» **Instructions to follow**:
Rescale the records starting at the line containing "Can you find the chrome" and ending at the line containing "[1058, 927]", both lines included. Reproduce every line in that span and nothing else, copying lines without answer coordinates unchanged and multiplying each answer coordinate by 0.6, rounded to a whole number with halves rounded up.
Start Data for this exercise
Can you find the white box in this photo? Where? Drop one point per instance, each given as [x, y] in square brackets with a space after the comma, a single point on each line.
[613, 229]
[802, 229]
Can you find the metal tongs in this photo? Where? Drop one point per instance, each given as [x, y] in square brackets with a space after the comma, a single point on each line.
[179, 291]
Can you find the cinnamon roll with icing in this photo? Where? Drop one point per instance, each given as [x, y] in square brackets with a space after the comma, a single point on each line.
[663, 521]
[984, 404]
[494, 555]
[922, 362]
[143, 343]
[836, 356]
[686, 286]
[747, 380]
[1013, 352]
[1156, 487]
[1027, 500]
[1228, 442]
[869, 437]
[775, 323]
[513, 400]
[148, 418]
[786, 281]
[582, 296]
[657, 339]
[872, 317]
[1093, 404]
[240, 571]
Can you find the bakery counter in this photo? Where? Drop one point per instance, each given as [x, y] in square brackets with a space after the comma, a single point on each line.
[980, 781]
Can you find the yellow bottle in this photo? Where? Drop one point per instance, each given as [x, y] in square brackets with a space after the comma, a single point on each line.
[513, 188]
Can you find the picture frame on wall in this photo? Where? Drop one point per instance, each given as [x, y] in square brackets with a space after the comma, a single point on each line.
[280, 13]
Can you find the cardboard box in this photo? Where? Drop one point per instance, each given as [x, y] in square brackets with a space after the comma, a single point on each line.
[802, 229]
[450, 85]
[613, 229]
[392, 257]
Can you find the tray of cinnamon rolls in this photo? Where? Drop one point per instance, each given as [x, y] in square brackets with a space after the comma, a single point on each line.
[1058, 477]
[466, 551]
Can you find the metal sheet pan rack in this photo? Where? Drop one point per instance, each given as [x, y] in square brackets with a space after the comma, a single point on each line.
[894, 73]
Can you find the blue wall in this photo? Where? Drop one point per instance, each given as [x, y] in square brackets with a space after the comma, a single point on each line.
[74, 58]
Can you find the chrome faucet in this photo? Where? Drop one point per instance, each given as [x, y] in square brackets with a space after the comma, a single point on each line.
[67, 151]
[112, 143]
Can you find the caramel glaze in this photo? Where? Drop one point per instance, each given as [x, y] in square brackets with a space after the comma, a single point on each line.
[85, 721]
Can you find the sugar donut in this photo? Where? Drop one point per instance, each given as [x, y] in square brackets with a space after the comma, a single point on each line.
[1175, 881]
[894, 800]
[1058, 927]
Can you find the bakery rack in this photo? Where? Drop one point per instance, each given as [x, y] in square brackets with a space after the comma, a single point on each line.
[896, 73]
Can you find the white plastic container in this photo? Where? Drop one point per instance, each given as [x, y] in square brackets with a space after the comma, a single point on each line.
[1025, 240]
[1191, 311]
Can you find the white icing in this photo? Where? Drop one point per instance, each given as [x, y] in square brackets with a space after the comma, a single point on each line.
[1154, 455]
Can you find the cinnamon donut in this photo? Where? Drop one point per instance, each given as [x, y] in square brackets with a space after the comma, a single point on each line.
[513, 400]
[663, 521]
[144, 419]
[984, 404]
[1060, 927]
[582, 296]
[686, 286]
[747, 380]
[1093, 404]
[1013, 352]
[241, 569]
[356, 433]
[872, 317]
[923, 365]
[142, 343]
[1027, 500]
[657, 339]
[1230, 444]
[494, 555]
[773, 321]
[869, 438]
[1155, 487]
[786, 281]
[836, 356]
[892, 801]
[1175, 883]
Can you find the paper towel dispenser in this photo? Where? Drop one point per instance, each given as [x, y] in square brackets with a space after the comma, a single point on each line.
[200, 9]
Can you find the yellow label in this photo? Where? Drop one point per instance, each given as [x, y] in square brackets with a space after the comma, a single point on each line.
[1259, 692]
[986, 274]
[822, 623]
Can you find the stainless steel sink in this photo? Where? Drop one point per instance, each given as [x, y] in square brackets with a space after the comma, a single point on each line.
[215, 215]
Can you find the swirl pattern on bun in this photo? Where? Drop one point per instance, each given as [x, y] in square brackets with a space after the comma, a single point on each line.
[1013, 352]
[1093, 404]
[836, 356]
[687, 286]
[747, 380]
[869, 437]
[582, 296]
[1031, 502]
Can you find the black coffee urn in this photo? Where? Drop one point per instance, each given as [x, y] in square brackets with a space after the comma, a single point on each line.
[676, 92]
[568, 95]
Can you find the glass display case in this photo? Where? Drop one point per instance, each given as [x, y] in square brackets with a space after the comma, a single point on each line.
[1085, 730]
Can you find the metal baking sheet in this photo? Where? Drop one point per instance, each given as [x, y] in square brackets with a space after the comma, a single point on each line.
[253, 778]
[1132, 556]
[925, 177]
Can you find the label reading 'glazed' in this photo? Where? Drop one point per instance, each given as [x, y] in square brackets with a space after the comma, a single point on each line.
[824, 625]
End Data for this exercise
» **Written reply**:
Can you find the chrome faucet in this photo? Where? Drop one point per instance, each given as [x, y] in square brackets with a space after the comma, a single point on each line.
[40, 91]
[67, 86]
Can you find the caramel glaze in this photo? Where? Drop one point per instance, each given as [x, y] in square brackets with a space after the comma, a single point on each line.
[51, 433]
Can you find the sugar donut in this photo? Where? Drop one point per instance, each given as [x, y] in square brackets with a space after the comma, a single point on each line.
[705, 529]
[536, 480]
[635, 556]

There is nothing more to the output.